■ Brief: Using the records below, write out again exactly the lines that begin at the line containing "TARGET: cilantro seedling" and end at the line containing "TARGET: green seedling sprout", and no other lines.

Source records
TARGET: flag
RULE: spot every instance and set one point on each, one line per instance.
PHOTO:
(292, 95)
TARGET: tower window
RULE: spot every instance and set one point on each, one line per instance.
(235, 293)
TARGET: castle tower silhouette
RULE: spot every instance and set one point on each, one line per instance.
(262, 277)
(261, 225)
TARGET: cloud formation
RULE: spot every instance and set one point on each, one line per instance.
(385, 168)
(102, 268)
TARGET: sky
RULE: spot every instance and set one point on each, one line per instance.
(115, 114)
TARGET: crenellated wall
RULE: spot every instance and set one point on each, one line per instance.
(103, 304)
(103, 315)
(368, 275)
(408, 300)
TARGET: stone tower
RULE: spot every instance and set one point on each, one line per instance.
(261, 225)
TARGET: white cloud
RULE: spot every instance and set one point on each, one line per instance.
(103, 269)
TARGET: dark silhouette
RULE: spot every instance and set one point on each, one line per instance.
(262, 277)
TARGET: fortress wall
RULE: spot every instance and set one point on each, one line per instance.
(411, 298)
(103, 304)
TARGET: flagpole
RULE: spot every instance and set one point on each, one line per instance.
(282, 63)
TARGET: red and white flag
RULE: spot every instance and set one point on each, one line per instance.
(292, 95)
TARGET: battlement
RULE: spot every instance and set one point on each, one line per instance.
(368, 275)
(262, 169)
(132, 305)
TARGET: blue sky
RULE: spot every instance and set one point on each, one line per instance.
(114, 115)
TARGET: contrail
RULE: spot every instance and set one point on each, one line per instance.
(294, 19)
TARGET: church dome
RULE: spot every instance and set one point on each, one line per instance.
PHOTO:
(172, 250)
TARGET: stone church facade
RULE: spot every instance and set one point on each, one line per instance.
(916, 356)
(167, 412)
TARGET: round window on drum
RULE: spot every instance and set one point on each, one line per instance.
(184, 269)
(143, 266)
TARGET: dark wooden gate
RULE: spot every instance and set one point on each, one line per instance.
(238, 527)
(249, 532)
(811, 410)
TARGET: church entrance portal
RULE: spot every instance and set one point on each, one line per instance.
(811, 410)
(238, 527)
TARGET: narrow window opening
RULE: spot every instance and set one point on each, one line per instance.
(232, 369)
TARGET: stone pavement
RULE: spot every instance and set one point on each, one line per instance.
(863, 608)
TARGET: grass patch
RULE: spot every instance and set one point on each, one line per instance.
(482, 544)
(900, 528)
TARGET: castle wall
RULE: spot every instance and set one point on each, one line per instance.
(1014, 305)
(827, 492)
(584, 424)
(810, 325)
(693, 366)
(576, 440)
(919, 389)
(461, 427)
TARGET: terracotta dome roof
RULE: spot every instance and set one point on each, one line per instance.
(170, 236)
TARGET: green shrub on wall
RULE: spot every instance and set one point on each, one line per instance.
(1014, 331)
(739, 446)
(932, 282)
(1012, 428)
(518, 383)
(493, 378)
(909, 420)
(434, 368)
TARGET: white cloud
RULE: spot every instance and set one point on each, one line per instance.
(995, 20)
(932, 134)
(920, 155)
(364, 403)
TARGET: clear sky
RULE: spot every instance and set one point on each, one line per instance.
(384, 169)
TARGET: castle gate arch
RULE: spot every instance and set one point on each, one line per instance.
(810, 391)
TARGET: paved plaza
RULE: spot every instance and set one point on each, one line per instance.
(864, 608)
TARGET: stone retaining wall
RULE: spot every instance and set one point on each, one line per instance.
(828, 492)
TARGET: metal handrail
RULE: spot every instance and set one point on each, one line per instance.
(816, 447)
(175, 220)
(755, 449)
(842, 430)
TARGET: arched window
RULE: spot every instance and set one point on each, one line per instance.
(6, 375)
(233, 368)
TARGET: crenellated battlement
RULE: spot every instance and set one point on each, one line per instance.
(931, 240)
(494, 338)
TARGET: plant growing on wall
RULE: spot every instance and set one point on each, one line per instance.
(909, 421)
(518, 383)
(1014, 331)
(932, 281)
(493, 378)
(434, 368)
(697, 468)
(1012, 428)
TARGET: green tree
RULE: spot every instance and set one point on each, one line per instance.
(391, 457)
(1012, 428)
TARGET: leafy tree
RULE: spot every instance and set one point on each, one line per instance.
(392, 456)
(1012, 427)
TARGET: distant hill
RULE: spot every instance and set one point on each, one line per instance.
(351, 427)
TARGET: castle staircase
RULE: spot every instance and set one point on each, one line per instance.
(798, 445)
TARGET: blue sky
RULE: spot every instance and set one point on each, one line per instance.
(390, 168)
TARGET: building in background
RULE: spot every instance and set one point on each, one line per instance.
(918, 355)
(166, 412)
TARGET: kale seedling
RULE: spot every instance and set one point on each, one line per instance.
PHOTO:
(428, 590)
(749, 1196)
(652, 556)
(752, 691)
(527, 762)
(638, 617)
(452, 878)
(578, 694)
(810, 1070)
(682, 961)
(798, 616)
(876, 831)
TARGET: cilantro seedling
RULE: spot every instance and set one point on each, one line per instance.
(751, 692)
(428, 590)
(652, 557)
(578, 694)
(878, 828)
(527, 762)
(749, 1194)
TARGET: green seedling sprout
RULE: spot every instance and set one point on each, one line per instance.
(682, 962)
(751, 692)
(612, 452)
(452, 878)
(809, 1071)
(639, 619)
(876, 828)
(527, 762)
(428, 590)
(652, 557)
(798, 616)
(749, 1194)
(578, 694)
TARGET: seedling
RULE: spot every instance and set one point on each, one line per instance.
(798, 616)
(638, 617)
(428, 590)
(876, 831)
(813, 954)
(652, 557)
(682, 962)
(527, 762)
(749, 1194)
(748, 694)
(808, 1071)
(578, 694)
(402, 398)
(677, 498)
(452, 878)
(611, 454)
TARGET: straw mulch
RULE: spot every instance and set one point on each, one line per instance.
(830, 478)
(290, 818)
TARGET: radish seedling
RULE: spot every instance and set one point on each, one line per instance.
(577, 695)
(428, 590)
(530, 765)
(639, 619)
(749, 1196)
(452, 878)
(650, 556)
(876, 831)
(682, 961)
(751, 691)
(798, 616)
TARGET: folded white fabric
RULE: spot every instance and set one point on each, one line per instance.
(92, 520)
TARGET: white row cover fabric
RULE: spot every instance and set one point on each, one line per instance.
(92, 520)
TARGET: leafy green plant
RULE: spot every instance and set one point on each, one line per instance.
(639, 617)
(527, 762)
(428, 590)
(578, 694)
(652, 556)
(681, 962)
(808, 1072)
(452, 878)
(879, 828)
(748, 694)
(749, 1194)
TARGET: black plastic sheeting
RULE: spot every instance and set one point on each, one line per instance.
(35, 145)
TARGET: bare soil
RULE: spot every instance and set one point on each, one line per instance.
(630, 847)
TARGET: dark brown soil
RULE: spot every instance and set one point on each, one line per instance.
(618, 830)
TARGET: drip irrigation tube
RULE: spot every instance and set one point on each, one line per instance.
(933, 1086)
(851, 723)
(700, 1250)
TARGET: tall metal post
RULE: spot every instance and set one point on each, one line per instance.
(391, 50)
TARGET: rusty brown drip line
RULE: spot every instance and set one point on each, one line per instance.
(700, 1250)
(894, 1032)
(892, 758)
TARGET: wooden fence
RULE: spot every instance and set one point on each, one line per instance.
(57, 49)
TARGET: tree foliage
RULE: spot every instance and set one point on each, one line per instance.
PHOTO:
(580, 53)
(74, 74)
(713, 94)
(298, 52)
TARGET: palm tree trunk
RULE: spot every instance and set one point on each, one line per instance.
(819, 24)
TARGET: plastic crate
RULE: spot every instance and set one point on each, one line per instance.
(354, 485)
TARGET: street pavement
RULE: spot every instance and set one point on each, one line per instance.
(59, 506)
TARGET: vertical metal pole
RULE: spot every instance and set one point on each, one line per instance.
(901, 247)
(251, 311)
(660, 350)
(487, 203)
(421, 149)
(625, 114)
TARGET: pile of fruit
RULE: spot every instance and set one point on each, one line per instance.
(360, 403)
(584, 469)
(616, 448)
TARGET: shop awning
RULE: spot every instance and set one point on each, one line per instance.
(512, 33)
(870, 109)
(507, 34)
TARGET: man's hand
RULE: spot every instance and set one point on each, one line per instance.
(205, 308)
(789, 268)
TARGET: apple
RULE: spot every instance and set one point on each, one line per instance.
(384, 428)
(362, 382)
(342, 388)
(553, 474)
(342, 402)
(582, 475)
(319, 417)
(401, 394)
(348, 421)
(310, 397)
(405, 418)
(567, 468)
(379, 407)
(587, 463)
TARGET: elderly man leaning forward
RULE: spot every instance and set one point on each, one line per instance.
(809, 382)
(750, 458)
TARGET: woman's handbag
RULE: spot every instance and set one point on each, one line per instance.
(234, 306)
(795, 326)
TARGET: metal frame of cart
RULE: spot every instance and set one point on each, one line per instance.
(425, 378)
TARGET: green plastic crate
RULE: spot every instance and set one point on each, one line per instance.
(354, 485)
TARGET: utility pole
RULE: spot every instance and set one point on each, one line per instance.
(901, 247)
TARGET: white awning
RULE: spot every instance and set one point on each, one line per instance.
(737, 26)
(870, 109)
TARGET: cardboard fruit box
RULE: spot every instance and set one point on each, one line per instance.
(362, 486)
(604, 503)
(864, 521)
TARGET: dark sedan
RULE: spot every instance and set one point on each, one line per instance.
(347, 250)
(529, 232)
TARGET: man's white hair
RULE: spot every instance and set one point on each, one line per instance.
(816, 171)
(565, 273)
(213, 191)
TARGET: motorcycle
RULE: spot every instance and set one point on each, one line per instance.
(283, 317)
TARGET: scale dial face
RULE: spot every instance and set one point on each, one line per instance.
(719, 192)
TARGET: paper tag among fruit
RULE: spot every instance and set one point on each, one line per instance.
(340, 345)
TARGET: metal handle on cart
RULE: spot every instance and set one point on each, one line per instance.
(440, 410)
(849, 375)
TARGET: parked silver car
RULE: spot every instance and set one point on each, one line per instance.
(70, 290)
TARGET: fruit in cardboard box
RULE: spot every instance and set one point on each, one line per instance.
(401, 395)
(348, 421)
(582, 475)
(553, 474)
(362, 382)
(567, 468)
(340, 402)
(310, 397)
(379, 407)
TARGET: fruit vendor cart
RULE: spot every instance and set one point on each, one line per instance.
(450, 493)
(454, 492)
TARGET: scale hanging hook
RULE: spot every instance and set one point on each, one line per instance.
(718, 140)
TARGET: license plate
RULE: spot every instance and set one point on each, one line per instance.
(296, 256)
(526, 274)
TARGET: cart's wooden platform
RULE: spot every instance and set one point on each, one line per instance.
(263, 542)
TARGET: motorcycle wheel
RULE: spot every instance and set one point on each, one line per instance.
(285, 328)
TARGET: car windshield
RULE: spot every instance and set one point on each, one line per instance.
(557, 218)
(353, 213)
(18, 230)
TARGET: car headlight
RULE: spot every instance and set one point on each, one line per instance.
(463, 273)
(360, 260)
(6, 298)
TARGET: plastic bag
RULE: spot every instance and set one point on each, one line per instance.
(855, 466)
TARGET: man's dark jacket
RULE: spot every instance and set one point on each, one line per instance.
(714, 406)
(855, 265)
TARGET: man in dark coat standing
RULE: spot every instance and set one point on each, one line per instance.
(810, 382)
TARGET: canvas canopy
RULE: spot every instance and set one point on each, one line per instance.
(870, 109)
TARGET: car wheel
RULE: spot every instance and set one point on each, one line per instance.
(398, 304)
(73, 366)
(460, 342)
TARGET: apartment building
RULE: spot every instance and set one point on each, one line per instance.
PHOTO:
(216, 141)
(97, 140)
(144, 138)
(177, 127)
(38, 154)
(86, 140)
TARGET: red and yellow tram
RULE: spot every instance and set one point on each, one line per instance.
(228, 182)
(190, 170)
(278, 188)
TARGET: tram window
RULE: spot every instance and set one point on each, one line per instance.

■ Answer to this exercise:
TARGET: cilantro seedling
RULE: spot every instance and set one point on each, one line per instance.
(751, 692)
(428, 590)
(652, 557)
(578, 694)
(878, 828)
(527, 762)
(749, 1194)
TARGET: green seedling sprout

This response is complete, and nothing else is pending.